In the data below, switch every "cliff face" to "rock wall" and keep everything else the same.

Pointing dataset excerpts
━━━━━━━━━━━━━━━━━━━━━━━━━━━━━━

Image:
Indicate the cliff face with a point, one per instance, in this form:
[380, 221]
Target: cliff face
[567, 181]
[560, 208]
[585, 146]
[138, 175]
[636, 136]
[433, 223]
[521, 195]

━━━━━━━━━━━━━━━━━━━━━━━━━━━━━━

RESPONSE FOR THIS EXERCISE
Image:
Indicate the rock wall with a point, one per instance, in this form:
[380, 221]
Target: rock wall
[567, 181]
[560, 208]
[585, 146]
[138, 175]
[636, 136]
[433, 223]
[521, 195]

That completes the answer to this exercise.